§ **Text to read**

Subject Content

• The root-mean-square value of an alternating current is equivalent to the steady direct current that would dissipate heat at the same rate as the alternating current in a given resistor.
• For a sinusoidal source,
  (a) the root mean square value of the current is given by $$I_{rms}=\frac{I_o}{\sqrt{2}}$$.
  (b) the mean or average power < P > absorbed by a resistive load is half the maximum power.
  $$<P>=\frac{1}{2}{P}_o=\frac{1}{2}{I}_o{V}_o=\frac{1}{2}{I_o}^{2}R=\frac{V_o^2}{2R}$$.
  
• An a.c. transformer is a device for increasing or decreasing an a.c. voltage. It consists of a primary coil of N_p turns and voltage V_p and secondary coil of N_s turns and voltage V_s wrapped around an iron core.
• For an ideal transformer (assuming no energy is lost), the following equation is obeyed
  $$\frac{N_s}{N_p}=\frac{V_s}{V_p}=\frac{I_p}{I_s}$$.

§ **What you will do**
1. In the alternating-current notes, what is the mean power absorbed by a resistive load from a sinusoidal source, compared with the maximum power?
2. Extend the alternating-current notes past their last point with two or three further bullet points in the same style.

§ **Recorded data**
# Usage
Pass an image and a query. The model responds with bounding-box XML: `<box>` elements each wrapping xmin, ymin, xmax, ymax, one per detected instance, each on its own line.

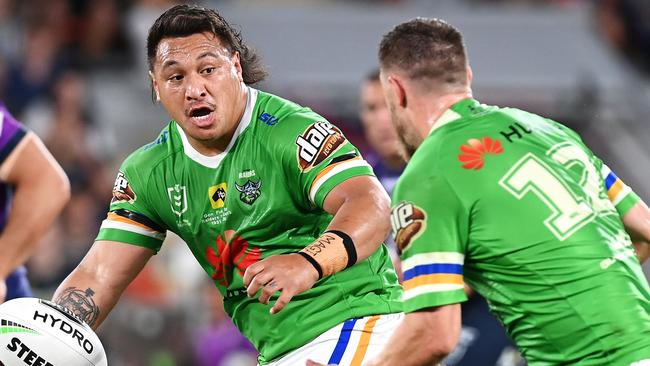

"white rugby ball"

§ **Answers to the exercises**
1. It is half the maximum power.

2.
• Power loss in the transmission lines is minimized if the power is transmitted at high voltages (i.e. low currents) since $$P_{loss}=I^{2}R$$ where I is the current through the cables and R is the resistance of the cables.
• The equation $$P=\frac{V^2}{R}$$ is often mistakenly used to suggest that power lost is high when voltage of transmission is high. In fact, V refers to the potential difference across the cables, which often have but a fraction of the overall resistance through which the current passes.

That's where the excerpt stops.